Undergraduate Alumni Stories

Brett D. Wilson, '92

I graduated from Dartmouth in 1992 with a degree in Comp Lit. From there I went on to earn a PhD from UPenn, finishing in 2003, and I'm now a recently tenured Associate Professor of English at the College of William & Mary in Williamsburg, VA. I thought that the Comp Lit program might be interested to know that my book on 18th-century British drama, A Race of Female Patriots: Women and Public Spirit on the British Stage, 1688-1745 has just been published by Bucknell University Press. And my interest in literary scholarship all began with a course with Peter Bien on Odysseus/Ulysses... in Fall 1988!

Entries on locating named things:
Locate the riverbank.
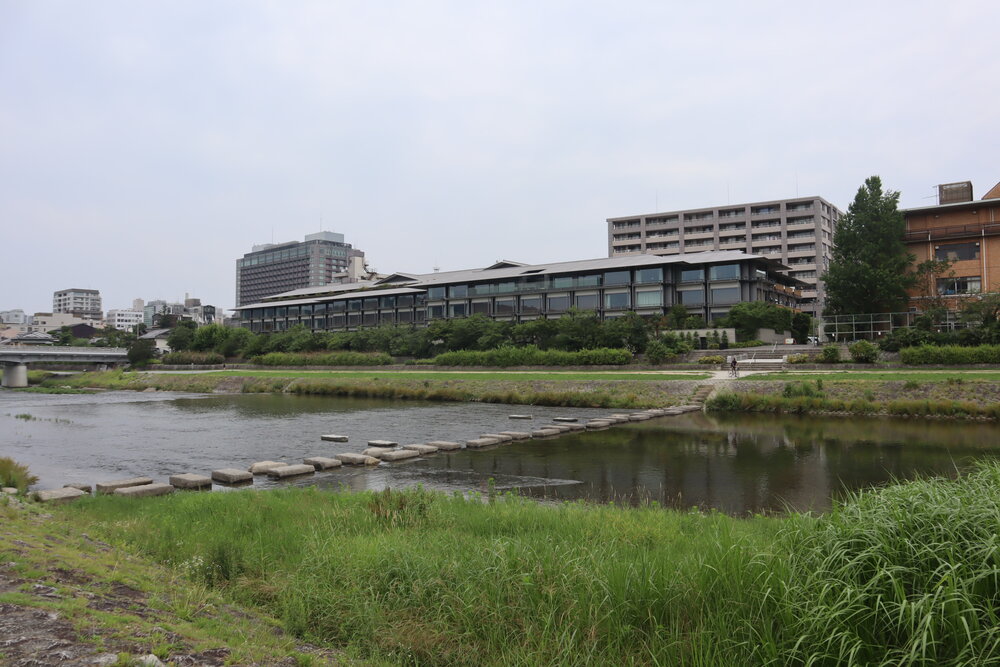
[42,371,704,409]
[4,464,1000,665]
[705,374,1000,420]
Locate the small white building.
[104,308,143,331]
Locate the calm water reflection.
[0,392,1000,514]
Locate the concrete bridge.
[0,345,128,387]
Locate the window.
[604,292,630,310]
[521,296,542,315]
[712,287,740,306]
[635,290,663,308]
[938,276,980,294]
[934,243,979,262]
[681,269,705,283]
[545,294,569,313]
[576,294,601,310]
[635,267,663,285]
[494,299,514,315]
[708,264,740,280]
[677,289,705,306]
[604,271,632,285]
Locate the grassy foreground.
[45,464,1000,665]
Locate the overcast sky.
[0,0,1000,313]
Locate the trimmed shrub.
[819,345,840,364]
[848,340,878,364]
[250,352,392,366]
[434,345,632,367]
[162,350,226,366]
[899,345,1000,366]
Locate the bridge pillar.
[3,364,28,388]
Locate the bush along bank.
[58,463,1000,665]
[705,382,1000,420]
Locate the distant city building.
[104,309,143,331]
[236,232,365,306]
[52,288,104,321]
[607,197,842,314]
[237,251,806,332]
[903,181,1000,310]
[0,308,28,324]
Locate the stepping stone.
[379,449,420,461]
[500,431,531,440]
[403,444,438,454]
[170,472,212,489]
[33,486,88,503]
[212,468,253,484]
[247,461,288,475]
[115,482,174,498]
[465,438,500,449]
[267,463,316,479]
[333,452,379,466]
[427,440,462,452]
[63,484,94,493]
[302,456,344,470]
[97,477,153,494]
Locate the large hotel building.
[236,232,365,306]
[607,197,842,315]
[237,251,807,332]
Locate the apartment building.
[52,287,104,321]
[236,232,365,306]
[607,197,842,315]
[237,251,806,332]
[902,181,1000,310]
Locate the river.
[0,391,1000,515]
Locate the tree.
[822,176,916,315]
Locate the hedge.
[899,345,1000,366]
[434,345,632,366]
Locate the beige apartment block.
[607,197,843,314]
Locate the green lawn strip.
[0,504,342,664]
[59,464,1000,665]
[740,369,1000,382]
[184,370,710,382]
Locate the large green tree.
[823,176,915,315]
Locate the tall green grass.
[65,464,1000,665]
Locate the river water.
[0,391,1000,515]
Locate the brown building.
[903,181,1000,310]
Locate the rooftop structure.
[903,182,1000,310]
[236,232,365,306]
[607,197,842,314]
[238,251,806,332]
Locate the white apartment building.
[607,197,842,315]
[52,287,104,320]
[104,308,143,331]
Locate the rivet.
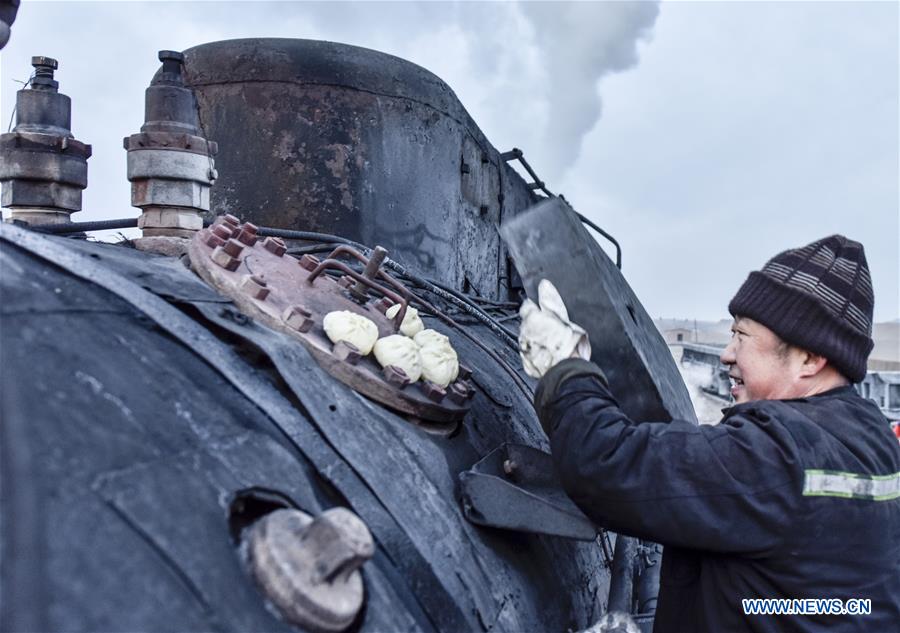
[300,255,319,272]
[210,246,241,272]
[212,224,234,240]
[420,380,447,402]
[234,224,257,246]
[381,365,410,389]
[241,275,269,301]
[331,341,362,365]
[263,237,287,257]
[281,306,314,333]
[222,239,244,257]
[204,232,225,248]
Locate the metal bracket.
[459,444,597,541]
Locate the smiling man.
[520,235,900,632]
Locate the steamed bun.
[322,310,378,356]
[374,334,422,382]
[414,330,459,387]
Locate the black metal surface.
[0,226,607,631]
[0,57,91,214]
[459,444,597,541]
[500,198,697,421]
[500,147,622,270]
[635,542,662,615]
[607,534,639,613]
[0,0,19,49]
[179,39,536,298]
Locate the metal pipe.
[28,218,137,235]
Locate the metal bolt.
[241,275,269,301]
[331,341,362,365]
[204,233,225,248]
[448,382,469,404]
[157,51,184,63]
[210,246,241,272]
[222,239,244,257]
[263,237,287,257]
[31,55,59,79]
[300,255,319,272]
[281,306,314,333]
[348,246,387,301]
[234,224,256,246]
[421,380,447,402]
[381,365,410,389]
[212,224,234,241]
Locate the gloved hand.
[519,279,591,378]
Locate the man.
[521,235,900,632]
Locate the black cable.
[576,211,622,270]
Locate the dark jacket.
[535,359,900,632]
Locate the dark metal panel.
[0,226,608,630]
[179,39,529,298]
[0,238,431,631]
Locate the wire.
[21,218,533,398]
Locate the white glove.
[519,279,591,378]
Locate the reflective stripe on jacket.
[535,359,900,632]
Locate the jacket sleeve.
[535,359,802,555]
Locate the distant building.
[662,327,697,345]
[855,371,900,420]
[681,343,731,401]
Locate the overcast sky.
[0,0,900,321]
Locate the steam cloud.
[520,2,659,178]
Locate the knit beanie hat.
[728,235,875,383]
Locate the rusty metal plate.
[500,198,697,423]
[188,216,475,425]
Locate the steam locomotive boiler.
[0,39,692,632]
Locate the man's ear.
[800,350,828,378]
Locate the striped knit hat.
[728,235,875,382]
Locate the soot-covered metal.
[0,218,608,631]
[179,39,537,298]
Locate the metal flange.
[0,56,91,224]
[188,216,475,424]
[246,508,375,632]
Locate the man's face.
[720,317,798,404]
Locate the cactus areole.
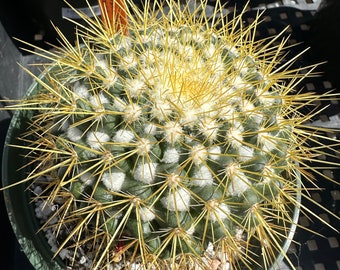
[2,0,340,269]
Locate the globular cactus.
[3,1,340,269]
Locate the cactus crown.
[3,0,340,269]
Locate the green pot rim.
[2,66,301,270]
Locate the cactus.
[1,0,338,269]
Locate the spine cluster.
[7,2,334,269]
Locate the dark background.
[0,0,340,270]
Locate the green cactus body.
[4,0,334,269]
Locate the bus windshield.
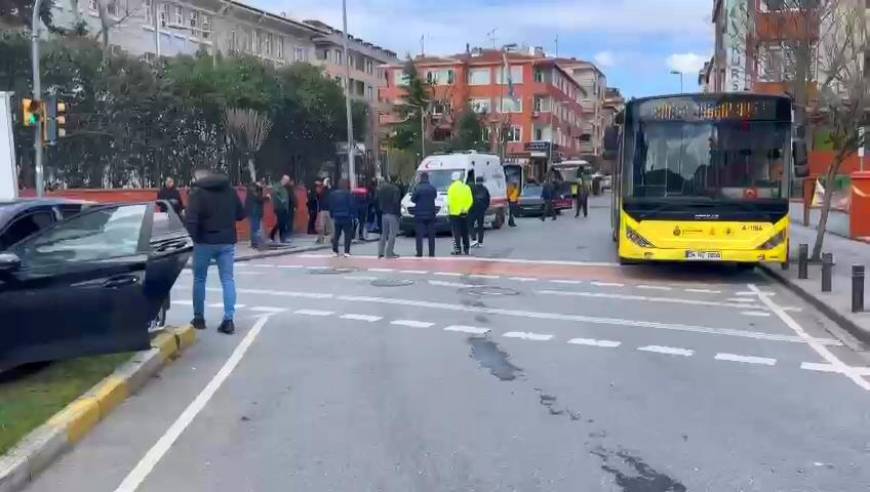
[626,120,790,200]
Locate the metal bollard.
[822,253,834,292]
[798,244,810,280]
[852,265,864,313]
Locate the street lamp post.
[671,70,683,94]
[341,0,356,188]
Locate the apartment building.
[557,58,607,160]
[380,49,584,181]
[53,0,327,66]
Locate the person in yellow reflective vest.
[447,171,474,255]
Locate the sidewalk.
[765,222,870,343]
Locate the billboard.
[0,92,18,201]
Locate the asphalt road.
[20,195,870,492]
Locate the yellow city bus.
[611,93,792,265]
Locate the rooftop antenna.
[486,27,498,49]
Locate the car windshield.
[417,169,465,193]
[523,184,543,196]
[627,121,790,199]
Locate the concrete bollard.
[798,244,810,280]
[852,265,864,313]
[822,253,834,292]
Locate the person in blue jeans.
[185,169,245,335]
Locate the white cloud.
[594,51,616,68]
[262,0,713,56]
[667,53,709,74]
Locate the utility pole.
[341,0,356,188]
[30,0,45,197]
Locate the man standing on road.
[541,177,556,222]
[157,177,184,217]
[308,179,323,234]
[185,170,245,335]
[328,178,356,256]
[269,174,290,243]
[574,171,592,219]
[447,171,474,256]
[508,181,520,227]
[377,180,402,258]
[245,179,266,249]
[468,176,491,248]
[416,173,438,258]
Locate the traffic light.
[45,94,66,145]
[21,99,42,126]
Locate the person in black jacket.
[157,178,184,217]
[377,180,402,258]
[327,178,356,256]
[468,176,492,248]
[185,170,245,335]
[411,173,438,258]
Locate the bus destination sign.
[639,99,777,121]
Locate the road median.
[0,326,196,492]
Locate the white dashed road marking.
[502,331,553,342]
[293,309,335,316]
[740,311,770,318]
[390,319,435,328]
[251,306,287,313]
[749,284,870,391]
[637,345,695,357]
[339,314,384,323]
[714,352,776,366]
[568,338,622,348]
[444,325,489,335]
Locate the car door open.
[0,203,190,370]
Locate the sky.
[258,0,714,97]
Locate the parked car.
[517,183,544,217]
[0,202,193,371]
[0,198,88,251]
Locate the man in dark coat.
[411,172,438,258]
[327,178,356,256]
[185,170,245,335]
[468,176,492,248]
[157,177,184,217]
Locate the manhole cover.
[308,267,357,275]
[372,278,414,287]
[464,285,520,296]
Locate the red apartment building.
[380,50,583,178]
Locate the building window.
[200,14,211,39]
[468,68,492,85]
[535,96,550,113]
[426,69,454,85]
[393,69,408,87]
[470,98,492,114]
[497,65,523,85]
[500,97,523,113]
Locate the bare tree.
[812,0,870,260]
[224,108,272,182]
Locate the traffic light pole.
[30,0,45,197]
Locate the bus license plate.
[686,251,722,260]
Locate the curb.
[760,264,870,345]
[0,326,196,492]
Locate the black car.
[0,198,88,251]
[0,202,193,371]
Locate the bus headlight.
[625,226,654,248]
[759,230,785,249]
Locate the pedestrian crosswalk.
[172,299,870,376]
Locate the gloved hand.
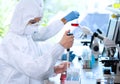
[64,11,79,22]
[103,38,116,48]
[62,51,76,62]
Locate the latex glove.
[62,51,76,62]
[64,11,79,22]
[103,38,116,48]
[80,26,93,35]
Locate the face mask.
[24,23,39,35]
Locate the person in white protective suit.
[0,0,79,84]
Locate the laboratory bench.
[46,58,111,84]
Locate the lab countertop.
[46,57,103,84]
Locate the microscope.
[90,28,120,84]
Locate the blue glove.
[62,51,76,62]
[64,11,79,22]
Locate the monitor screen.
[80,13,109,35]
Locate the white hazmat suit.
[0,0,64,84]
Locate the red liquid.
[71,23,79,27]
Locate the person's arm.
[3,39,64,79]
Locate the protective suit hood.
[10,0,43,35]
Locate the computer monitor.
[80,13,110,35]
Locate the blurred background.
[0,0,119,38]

[Short exercise 1] Reproduce the part of the alumni story between "Undergraduate Alumni Stories" and "in Fall 1988!", inclusive.
[Short exercise 2] In the entries, between the lines holding "Locate the bush along bank." and "[238,251,806,332]", inclusive, substitute "tower" for "building" and give only those lines, leaving everything else unchanged.
These entries bear no relation to the alumni story.

[Full answer 1]
Undergraduate Alumni Stories

Brett D. Wilson, '92

I graduated from Dartmouth in 1992 with a degree in Comp Lit. From there I went on to earn a PhD from UPenn, finishing in 2003, and I'm now a recently tenured Associate Professor of English at the College of William & Mary in Williamsburg, VA. I thought that the Comp Lit program might be interested to know that my book on 18th-century British drama, A Race of Female Patriots: Women and Public Spirit on the British Stage, 1688-1745 has just been published by Bucknell University Press. And my interest in literary scholarship all began with a course with Peter Bien on Odysseus/Ulysses... in Fall 1988!

[Full answer 2]
Locate the bush along bank.
[58,463,1000,665]
[705,382,1000,420]
Locate the distant city tower.
[104,309,143,331]
[236,232,365,306]
[52,288,104,321]
[607,197,842,314]
[237,251,806,332]
[903,181,1000,310]
[0,308,28,324]
Locate the stepping stone.
[379,449,420,461]
[500,431,531,440]
[403,444,438,454]
[170,472,212,489]
[33,486,88,503]
[212,468,253,484]
[247,461,288,475]
[115,482,174,498]
[465,438,500,449]
[267,463,316,479]
[333,452,379,466]
[427,440,462,452]
[63,484,94,493]
[302,456,344,470]
[97,477,153,494]
Locate the large hotel tower.
[236,232,365,306]
[607,197,842,315]
[237,251,807,332]
Locate the apartment tower.
[52,287,104,321]
[236,232,365,306]
[607,197,842,315]
[237,251,806,332]
[902,181,1000,310]
Locate the river.
[0,391,1000,515]
Locate the tree.
[822,176,916,315]
Locate the hedge.
[899,345,1000,366]
[434,345,632,366]
Locate the beige apartment block.
[607,197,843,314]
Locate the green lawn strip.
[0,504,342,664]
[59,464,1000,665]
[740,369,1000,382]
[184,370,710,382]
Locate the large green tree.
[823,176,915,315]
Locate the tall green grass.
[65,464,1000,665]
Locate the river water.
[0,391,1000,515]
Locate the brown tower.
[903,181,1000,310]
Locate the rooftop structure.
[903,182,1000,310]
[236,232,365,306]
[607,197,842,314]
[238,251,806,332]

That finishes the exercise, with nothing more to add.